* _Task to carry out_
Write out every line below as a numbered list, skipping blank lines and leaving the pictures out of your answer.

####################

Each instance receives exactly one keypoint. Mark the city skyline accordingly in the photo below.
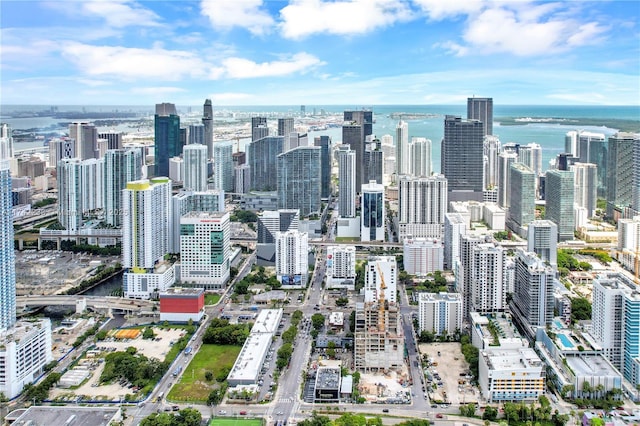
(387, 52)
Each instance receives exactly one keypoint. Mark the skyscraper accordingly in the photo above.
(462, 158)
(532, 300)
(205, 249)
(491, 149)
(285, 126)
(373, 212)
(523, 196)
(207, 121)
(420, 157)
(299, 180)
(402, 148)
(585, 179)
(505, 160)
(346, 181)
(69, 178)
(542, 239)
(261, 157)
(223, 166)
(7, 254)
(145, 227)
(167, 137)
(324, 142)
(559, 196)
(121, 166)
(195, 167)
(481, 109)
(86, 137)
(620, 171)
(422, 204)
(259, 128)
(355, 129)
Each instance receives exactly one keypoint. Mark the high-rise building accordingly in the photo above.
(86, 137)
(422, 256)
(462, 158)
(542, 239)
(7, 254)
(357, 126)
(481, 109)
(422, 205)
(491, 149)
(373, 212)
(347, 191)
(6, 133)
(185, 202)
(223, 166)
(196, 135)
(195, 167)
(620, 171)
(285, 126)
(420, 156)
(455, 225)
(299, 180)
(402, 148)
(440, 313)
(205, 250)
(167, 137)
(373, 161)
(292, 258)
(585, 180)
(341, 267)
(207, 121)
(559, 196)
(69, 178)
(113, 139)
(533, 300)
(488, 289)
(522, 187)
(379, 270)
(262, 158)
(145, 227)
(505, 160)
(121, 166)
(60, 148)
(324, 142)
(259, 128)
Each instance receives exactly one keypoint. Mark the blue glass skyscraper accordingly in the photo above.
(7, 253)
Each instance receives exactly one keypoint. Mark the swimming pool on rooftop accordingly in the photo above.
(566, 342)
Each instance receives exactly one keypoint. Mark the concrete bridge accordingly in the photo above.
(100, 303)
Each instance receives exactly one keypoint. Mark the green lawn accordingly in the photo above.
(235, 422)
(211, 298)
(193, 386)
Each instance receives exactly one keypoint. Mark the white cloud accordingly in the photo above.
(524, 29)
(116, 13)
(226, 14)
(441, 9)
(133, 63)
(244, 68)
(302, 18)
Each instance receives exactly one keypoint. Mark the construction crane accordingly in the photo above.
(381, 301)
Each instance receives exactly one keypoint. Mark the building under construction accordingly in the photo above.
(379, 341)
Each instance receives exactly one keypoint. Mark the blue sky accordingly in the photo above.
(271, 52)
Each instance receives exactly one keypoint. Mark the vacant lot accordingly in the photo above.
(193, 385)
(235, 422)
(451, 367)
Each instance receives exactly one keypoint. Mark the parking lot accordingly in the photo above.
(447, 376)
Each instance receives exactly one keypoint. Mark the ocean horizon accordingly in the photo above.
(550, 136)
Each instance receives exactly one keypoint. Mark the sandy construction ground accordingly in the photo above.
(113, 392)
(450, 365)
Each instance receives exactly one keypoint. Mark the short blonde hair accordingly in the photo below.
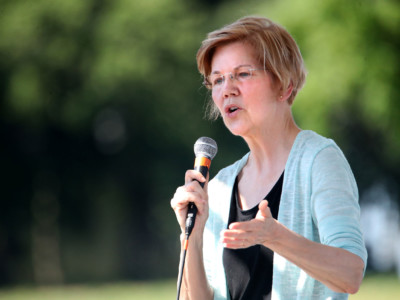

####################

* _Task output_
1. Each instance receives exactly one keypoint. Mark the city skyline accordingly in the photo below.
2. (387, 52)
3. Each instance receives exactly one keypoint. Mark the skyscraper accordingly in the photo above.
4. (462, 158)
5. (532, 300)
6. (205, 249)
7. (491, 149)
8. (285, 126)
9. (373, 212)
10. (523, 196)
11. (207, 121)
12. (420, 157)
13. (299, 180)
14. (402, 148)
15. (585, 179)
16. (505, 160)
17. (346, 181)
18. (69, 178)
19. (542, 239)
20. (261, 157)
21. (223, 166)
22. (7, 254)
23. (145, 227)
24. (167, 137)
25. (324, 142)
26. (559, 196)
27. (121, 166)
28. (195, 167)
29. (481, 109)
30. (86, 137)
31. (620, 171)
32. (422, 204)
33. (259, 128)
34. (355, 129)
35. Each instance receives exactly one keypoint. Mark the high-rise building accordingly in the photo above.
36. (86, 137)
37. (422, 256)
38. (462, 158)
39. (542, 239)
40. (7, 254)
41. (357, 126)
42. (481, 109)
43. (422, 205)
44. (491, 149)
45. (373, 212)
46. (347, 191)
47. (6, 133)
48. (185, 202)
49. (223, 166)
50. (196, 135)
51. (195, 167)
52. (620, 171)
53. (285, 126)
54. (420, 156)
55. (455, 225)
56. (299, 180)
57. (402, 148)
58. (440, 313)
59. (205, 250)
60. (167, 137)
61. (373, 161)
62. (292, 258)
63. (585, 180)
64. (341, 267)
65. (207, 121)
66. (559, 196)
67. (69, 178)
68. (113, 139)
69. (533, 300)
70. (488, 289)
71. (522, 187)
72. (379, 270)
73. (262, 158)
74. (145, 227)
75. (505, 160)
76. (121, 166)
77. (60, 148)
78. (324, 142)
79. (259, 128)
80. Each instance receives exactly one keypoint. Mark the blue glass skyscraper accordingly in the photo above.
81. (7, 253)
82. Each instance receives exactly one keypoint. Mark the swimming pool on rooftop accordingly in the photo above.
83. (566, 342)
84. Each instance receives exactly one keypoint. Mark the concrete bridge accordingly in the photo above.
85. (100, 303)
86. Each instance receives exactly one keypoint. Mark the green lawn accordingly in the photo above.
87. (235, 422)
88. (211, 298)
89. (193, 386)
90. Each instance receives exactly one keypoint. Mark the white cloud accordingly in the photo above.
91. (524, 29)
92. (116, 13)
93. (226, 14)
94. (441, 9)
95. (133, 63)
96. (244, 68)
97. (302, 18)
98. Each instance receives exactly one keypoint. Mark the construction crane accordingly in the photo above.
99. (381, 301)
100. Each instance receives exactly one keypoint. Mark the building under construction accordingly in the photo above.
101. (379, 341)
102. Each instance receives exactly one keypoint. Mark the blue sky accordingly in the photo above.
103. (271, 52)
104. Each instance receives exactly one keypoint. Mark the vacant lot accordingly in the photo above.
105. (193, 385)
106. (235, 422)
107. (451, 367)
108. Each instance receives exactly one keypoint. Mark the parking lot accordingly in the photo above.
109. (447, 376)
110. Each instance receives exactly one keypoint. Mark the ocean horizon accordingly in the photo above.
111. (550, 136)
112. Each instance receives exactly one keypoint. Mark the sandy construction ground accordingly in the photo above.
113. (113, 392)
114. (450, 365)
115. Each instance receives exactly one keypoint. Mark the short blonde hair accordingly in the photo below.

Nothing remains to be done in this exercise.